**WHAT TO DO:**
Extend the home theater forum thread below, picking up after its final post.

**TEXT:**
****
Any company marketing anything "8K" - complete waste of time; a pie in the sly.
I currently have AMD's flagship GPU (RX 6900 xt) and it is guaranteed to do diddly squat at 8k if I ever get my hands on a 8k monitor. We are probably looking at 2 generations (RX 8xxx and above, 2025 or later) to get to a bare minimum with 8k for PC gaming.
 
Falstaff

Falstaff

Audioholic Intern
Okay, so I was watching episode 4 of Foundation on Apple TV+ and found myself engrossed by the ambience of it with Surround AI engaged. Several times, the chirping of birds made me crane my neck and look up in the direction of ceiling speakers I don’t have. I’m running 7.1 and am certain I was being fooled into hearing things I shouldn’t. Surround AI? YPAO worked for my set-up? Going mad?
 
Replicant 7

Replicant 7

Audioholic General
Okay, so I was watching episode 4 of Foundation on Apple TV+ and found myself engrossed by the ambience of it with Surround AI engaged. Several times, the chirping of birds made me crane my neck and look up in the direction of ceiling speakers I don’t have. I’m running 7.1 and am certain I was being fooled into hearing things I shouldn’t. Surround AI? YPAO worked for my set-up? Going mad?
****
**Entries from a point annotation set:**
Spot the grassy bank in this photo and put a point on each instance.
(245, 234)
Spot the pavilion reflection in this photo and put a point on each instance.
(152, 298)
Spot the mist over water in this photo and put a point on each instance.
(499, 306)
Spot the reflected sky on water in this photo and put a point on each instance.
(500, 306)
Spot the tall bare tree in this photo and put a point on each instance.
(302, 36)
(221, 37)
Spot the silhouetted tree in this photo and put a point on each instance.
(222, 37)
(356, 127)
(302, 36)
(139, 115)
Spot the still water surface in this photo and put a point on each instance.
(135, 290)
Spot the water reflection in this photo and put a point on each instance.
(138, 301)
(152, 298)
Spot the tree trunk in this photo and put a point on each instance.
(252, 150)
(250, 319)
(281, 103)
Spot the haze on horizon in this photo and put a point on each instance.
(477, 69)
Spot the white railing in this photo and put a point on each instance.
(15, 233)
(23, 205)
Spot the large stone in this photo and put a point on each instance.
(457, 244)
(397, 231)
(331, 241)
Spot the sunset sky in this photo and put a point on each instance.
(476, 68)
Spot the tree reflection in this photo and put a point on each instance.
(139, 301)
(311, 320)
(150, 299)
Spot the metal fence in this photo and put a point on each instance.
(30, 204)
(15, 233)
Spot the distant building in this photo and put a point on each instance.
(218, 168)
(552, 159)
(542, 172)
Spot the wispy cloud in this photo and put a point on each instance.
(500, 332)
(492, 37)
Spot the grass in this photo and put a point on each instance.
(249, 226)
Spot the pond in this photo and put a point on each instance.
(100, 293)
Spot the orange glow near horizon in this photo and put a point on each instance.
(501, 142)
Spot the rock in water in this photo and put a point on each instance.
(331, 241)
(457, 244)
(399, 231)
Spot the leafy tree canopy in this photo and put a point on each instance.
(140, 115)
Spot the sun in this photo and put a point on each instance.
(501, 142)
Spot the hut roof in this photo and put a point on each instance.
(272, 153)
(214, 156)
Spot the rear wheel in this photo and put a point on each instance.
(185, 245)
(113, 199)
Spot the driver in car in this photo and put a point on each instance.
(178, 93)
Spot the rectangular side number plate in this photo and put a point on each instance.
****
**TASK RESULT:**
I use AI on all of my streaming and 4K disc. This isn't my first experience using AI, used it on my A1080. I'm a big fan of DTS-X, but now AI, I've researched as much as I could on the technology. There isn't a whole lot out about AI that I know of other than what Yamaha has put out and a few articles by a couple of dudes I ran across just the other day. Here's the thing of AI from my understanding, it analyzes five times before it does it's thing. On the OSD at the bottom when you pull up, on-screen info, it will show Atmos mode, and AI. So my understanding is that AI doesn't change what ever Dolby format your using. But take what I just posted up on AI with a grain of salt, I'm still in learning mode with AI also, but yeah I like what it brings to the HT experience very much.
 
William Lemmerhirt

William Lemmerhirt

Audioholic Warlord
Okay, so I was watching episode 4 of Foundation on Apple TV+ and found myself engrossed by the ambience of it with Surround AI engaged. Several times, the chirping of birds made me crane my neck and look up in the direction of ceiling speakers I don’t have. I’m running 7.1 and am certain I was being fooled into hearing things I shouldn’t. Surround AI? YPAO worked for my set-up? Going mad?
Pretty sure it’s just HRTF baked into the soundtrack.
 
AVR Enthu

AVR Enthu

Full Audioholic
I currently have AMD's flagship GPU (RX 6900 xt) and it is guaranteed to do diddly squat at 8k if I ever get my hands on a 8k monitor. We are probably looking at 2 generations (RX 8xxx and above, 2025 or later) to get to a bare minimum with 8k for PC gaming.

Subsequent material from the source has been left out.